Only certain lines below are wanted: those starting at the line containing "--target cabinet handle" and ending at the line containing "of the microwave", both included, each retyped exactly.

__Listed records__.
# # # # # # #
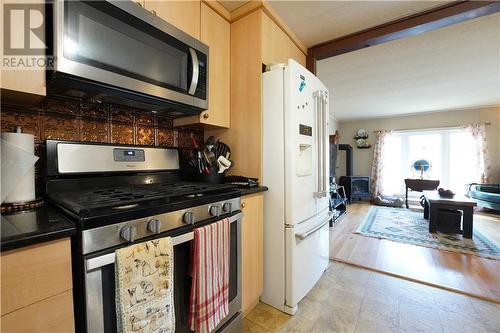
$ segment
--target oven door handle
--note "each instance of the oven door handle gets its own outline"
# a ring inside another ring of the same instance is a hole
[[[229,217],[229,223],[241,220],[242,218],[243,218],[243,213],[240,212],[238,214]],[[171,239],[172,246],[189,242],[193,238],[194,238],[194,233],[192,231],[179,236],[172,237]],[[115,260],[116,260],[116,255],[114,252],[102,255],[100,257],[87,259],[85,260],[85,269],[87,272],[90,272],[95,269],[101,268],[103,266],[111,265],[115,262]]]

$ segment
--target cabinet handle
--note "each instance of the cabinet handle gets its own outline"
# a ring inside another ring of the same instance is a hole
[[[151,10],[151,13],[153,13],[154,16],[156,16],[156,10]]]
[[[245,201],[241,202],[241,208],[245,208],[247,206],[247,203]]]
[[[208,119],[208,117],[210,117],[210,115],[208,113],[203,114],[203,119]]]
[[[139,1],[135,2],[137,6],[142,7],[142,4]]]

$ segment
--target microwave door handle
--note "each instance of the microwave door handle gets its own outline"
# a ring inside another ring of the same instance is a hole
[[[190,95],[194,95],[196,92],[196,87],[198,87],[198,77],[200,76],[200,62],[198,61],[198,55],[196,51],[192,48],[189,48],[189,54],[191,55],[191,65],[192,65],[192,73],[191,84],[189,85],[188,93]]]

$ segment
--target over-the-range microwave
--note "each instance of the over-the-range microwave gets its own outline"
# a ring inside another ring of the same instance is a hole
[[[52,6],[49,93],[172,115],[208,108],[207,45],[133,1]]]

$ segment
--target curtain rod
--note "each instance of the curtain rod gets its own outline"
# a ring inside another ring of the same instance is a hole
[[[485,126],[490,126],[491,122],[484,123]],[[443,127],[425,127],[425,128],[400,128],[395,130],[390,130],[392,132],[414,132],[414,131],[438,131],[438,130],[446,130],[446,129],[456,129],[462,128],[463,125],[454,125],[454,126],[443,126]],[[377,133],[379,131],[373,131],[373,133]]]

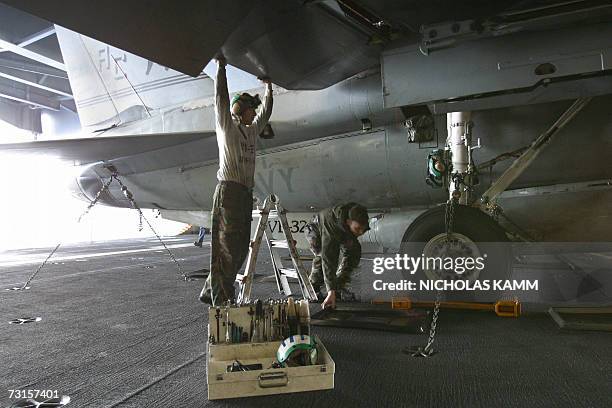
# # # # # # #
__Exercise answer__.
--target cabinet handle
--note "each instance of the cabinet handle gets its own outline"
# a ring inside another ring of the same instance is a hole
[[[151,10],[151,13],[153,13],[154,16],[156,16],[156,10]]]
[[[245,201],[241,202],[241,208],[245,208],[247,206],[247,203]]]
[[[208,119],[208,117],[210,117],[210,115],[208,113],[203,114],[203,119]]]
[[[139,1],[135,2],[137,6],[142,7],[142,4]]]

$ segment
--target microwave door handle
--note "each instance of the microwave door handle gets its own outline"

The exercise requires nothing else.